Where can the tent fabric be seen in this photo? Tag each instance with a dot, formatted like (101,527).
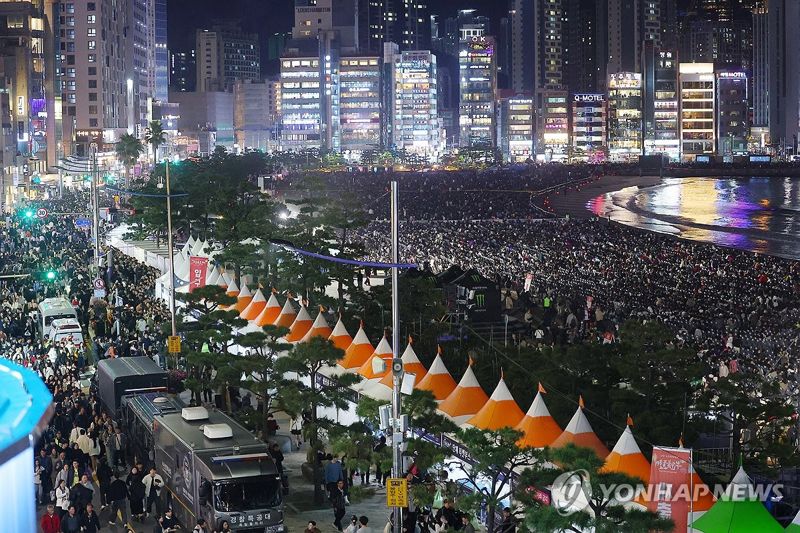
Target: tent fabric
(500,411)
(466,399)
(539,428)
(738,511)
(358,352)
(300,326)
(627,458)
(270,313)
(243,299)
(340,336)
(319,328)
(438,380)
(382,351)
(580,433)
(287,315)
(411,364)
(254,308)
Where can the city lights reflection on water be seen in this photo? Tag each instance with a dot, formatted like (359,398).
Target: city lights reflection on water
(757,214)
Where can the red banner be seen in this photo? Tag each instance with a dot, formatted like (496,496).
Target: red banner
(670,481)
(198,268)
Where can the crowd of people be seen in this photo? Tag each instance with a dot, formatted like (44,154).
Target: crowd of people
(736,307)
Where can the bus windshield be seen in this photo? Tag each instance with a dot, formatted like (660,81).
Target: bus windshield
(248,494)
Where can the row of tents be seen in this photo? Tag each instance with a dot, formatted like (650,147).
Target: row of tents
(467,404)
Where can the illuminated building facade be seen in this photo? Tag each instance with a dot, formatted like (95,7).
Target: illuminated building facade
(552,127)
(588,127)
(415,121)
(697,95)
(624,116)
(477,90)
(360,104)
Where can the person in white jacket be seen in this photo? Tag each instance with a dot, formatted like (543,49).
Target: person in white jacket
(153,483)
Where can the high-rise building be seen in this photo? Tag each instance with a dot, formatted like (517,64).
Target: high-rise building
(224,55)
(183,71)
(515,126)
(760,77)
(697,119)
(588,127)
(733,125)
(660,102)
(552,125)
(478,88)
(784,64)
(255,113)
(624,116)
(360,104)
(414,119)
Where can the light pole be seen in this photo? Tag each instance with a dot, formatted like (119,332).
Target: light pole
(397,436)
(169,248)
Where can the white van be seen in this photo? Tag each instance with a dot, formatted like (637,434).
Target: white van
(52,309)
(68,329)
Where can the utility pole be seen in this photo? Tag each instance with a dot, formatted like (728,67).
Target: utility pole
(95,207)
(397,428)
(170,250)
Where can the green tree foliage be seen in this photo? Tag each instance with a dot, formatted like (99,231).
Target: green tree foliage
(603,514)
(301,391)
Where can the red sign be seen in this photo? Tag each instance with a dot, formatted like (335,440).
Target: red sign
(670,491)
(198,268)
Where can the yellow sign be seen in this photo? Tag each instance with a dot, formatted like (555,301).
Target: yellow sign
(396,492)
(173,344)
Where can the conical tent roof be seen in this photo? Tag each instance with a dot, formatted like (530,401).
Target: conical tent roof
(340,337)
(255,306)
(500,411)
(288,314)
(358,352)
(539,427)
(243,299)
(411,364)
(319,328)
(438,380)
(270,313)
(300,326)
(627,458)
(738,511)
(466,399)
(580,433)
(382,351)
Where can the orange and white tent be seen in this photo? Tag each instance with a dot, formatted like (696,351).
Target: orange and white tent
(627,458)
(438,380)
(411,365)
(580,433)
(255,306)
(340,337)
(300,326)
(243,299)
(539,427)
(358,352)
(466,399)
(319,328)
(288,314)
(368,369)
(500,411)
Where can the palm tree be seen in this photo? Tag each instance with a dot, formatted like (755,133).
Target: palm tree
(155,137)
(129,148)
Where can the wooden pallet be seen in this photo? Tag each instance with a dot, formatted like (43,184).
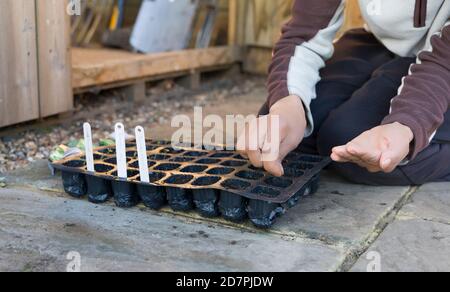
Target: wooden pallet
(95,69)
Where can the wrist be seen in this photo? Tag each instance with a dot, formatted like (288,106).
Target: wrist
(289,103)
(406,131)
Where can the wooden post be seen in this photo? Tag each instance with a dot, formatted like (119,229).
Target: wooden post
(18,67)
(135,92)
(54,57)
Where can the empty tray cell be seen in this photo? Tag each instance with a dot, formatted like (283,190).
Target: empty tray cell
(98,189)
(98,156)
(125,194)
(153,197)
(113,160)
(131,173)
(195,154)
(300,165)
(311,159)
(263,214)
(151,147)
(240,157)
(171,151)
(109,151)
(182,159)
(158,157)
(235,184)
(233,207)
(220,171)
(132,154)
(179,179)
(180,200)
(250,175)
(254,168)
(135,164)
(74,184)
(156,176)
(207,202)
(103,168)
(206,181)
(167,167)
(194,169)
(308,189)
(293,172)
(208,161)
(234,163)
(278,182)
(222,155)
(266,192)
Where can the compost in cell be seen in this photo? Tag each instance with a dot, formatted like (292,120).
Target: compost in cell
(266,191)
(109,151)
(167,166)
(222,155)
(208,161)
(234,163)
(179,179)
(206,181)
(130,173)
(135,164)
(278,182)
(182,159)
(171,151)
(194,169)
(233,207)
(103,168)
(195,154)
(125,194)
(250,175)
(220,171)
(75,164)
(235,184)
(158,157)
(113,160)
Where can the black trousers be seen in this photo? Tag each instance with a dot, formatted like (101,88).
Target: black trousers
(354,96)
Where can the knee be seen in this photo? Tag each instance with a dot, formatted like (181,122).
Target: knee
(339,129)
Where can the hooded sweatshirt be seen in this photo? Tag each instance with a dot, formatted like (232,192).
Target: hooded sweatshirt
(408,28)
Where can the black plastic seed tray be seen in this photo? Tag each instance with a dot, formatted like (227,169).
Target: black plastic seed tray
(214,183)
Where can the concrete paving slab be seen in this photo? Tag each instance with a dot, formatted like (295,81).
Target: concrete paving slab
(430,202)
(341,212)
(37,231)
(410,245)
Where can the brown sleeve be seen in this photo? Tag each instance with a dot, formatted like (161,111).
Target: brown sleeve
(308,18)
(425,96)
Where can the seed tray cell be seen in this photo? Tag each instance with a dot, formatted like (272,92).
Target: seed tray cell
(212,182)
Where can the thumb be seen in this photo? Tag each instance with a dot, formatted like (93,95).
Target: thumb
(389,161)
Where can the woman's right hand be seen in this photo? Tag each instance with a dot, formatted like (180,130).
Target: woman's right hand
(257,142)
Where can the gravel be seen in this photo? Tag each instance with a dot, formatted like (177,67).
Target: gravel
(165,100)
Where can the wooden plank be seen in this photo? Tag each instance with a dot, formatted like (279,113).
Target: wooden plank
(18,67)
(54,59)
(97,67)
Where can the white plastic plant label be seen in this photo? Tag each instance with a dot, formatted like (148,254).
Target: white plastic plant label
(89,149)
(121,154)
(142,154)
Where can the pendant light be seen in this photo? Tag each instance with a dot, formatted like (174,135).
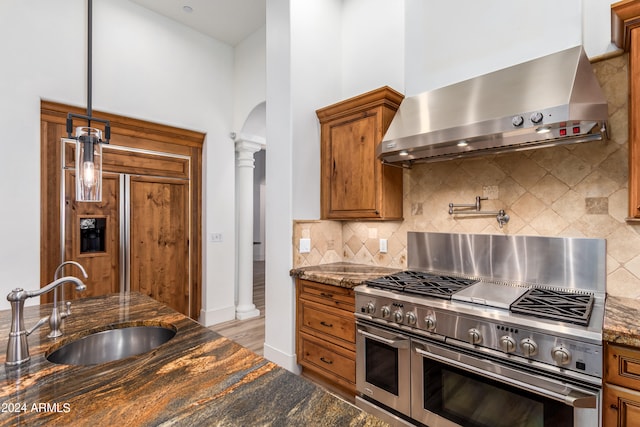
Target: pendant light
(89,140)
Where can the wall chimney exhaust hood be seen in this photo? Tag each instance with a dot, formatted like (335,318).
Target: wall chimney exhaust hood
(552,100)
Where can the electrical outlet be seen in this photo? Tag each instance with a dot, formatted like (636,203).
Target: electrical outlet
(383,246)
(305,246)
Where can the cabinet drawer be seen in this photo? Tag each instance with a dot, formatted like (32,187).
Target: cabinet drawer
(333,296)
(336,323)
(329,359)
(622,366)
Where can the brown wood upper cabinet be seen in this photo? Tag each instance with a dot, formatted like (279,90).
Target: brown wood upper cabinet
(354,183)
(625,32)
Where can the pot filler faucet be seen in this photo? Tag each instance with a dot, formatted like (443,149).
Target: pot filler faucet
(18,347)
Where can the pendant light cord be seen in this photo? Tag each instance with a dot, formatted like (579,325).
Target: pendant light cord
(89,58)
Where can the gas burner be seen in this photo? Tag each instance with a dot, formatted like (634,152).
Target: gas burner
(555,304)
(420,283)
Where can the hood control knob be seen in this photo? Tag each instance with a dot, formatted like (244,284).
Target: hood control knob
(370,308)
(475,337)
(507,344)
(430,323)
(517,121)
(536,117)
(529,347)
(385,311)
(411,318)
(561,355)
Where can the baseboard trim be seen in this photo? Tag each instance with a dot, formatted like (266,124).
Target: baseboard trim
(213,317)
(287,361)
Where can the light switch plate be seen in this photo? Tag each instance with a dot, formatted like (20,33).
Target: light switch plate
(305,246)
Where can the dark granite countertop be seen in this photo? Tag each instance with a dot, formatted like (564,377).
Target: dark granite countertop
(342,274)
(622,321)
(197,378)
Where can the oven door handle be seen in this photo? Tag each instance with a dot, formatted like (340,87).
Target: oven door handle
(399,343)
(573,398)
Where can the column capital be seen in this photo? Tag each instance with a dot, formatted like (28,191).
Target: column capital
(247,146)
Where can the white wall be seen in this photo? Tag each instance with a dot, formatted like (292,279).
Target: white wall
(144,66)
(447,42)
(320,52)
(372,46)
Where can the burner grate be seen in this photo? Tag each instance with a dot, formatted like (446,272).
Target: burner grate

###

Your goal: Copy out verbatim everything from the line containing "Where can the oven" down to the end of the data, both ends included.

Task output:
Where can the oven door handle be seen in this photo? Tag each instance with a dot, formatted like (340,87).
Target: oven door handle
(399,343)
(573,398)
Where can the column capital be seen in this photo? Tag each instance with a dot, formatted like (28,191).
Target: column capital
(247,146)
Where can the white wall be seen in this photo? Tag each instance with a dot, formatted like (292,279).
Target: white wall
(144,66)
(447,42)
(320,52)
(372,46)
Where can the burner grate be seen in this photo? Tag each instance with a dot, formatted like (446,272).
Target: burner grate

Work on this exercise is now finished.